*Exercise requirements*
Go line by line through the data and copy those with the word "woman".
*** Data to process ***
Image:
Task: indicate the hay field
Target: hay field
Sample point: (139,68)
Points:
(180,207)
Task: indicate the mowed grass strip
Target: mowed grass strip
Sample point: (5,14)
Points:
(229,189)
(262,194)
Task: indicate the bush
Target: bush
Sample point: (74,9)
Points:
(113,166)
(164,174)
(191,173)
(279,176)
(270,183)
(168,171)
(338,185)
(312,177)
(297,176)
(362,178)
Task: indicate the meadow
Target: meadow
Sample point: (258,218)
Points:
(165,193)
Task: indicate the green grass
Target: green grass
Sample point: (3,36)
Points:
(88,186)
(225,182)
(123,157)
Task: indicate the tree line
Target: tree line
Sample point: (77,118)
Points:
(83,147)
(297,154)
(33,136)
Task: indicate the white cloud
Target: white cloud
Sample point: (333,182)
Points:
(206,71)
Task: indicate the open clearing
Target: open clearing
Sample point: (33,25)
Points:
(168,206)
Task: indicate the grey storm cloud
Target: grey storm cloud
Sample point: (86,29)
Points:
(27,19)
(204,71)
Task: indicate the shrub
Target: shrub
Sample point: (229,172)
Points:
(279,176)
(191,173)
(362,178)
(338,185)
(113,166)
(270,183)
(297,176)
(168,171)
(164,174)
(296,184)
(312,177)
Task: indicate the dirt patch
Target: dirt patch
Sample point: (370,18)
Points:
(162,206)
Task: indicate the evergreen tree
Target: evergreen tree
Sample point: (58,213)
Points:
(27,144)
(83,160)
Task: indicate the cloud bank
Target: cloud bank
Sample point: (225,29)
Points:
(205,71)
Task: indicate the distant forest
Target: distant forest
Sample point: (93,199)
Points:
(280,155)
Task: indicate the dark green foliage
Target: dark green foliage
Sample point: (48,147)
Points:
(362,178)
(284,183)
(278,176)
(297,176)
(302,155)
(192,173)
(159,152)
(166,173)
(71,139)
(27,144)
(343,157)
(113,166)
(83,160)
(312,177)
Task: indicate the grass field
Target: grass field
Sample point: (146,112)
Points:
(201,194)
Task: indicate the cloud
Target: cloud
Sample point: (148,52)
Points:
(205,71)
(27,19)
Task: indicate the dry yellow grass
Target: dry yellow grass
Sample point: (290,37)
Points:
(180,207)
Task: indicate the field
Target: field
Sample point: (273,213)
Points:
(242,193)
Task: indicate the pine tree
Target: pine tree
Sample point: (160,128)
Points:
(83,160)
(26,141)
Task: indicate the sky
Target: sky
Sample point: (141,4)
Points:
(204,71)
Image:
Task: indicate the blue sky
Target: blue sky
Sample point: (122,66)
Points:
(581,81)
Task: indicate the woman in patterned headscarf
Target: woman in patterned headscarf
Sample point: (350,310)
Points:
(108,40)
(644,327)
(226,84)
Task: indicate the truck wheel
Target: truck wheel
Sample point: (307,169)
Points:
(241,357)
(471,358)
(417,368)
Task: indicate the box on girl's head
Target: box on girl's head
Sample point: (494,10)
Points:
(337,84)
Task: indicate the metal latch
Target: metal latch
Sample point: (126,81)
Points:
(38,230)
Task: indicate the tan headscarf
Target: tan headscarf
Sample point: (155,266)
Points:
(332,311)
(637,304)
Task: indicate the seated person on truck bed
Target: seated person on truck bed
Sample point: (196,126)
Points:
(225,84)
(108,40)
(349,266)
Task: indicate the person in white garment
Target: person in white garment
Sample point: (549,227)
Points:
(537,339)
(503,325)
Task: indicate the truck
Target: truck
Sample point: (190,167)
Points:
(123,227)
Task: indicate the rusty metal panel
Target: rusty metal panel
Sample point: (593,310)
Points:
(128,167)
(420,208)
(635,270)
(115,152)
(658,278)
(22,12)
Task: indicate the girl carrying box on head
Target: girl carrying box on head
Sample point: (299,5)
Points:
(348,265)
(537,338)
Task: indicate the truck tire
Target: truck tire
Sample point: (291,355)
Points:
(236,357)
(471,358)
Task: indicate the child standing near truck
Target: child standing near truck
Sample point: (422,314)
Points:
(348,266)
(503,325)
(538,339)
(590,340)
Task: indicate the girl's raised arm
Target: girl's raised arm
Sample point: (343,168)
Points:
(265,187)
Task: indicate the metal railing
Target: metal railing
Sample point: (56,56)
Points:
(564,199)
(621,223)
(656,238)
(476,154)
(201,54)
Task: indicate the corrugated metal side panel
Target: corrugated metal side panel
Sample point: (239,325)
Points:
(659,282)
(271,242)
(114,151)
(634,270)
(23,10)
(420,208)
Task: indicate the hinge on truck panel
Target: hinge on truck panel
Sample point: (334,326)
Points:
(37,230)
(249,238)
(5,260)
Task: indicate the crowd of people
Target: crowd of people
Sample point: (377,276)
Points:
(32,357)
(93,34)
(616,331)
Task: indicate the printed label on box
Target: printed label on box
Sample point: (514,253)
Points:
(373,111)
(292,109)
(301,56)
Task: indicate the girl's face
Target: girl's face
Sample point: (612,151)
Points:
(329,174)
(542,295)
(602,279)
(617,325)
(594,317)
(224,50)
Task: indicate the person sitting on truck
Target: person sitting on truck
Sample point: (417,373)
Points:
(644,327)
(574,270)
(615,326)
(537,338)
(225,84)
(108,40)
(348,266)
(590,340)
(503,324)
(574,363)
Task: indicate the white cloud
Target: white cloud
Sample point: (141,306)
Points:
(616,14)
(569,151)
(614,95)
*** End of Data to process ***
*Answer to the exercise*
Task: indicate the woman in patterned headscarf
Target: woman in patterned headscarf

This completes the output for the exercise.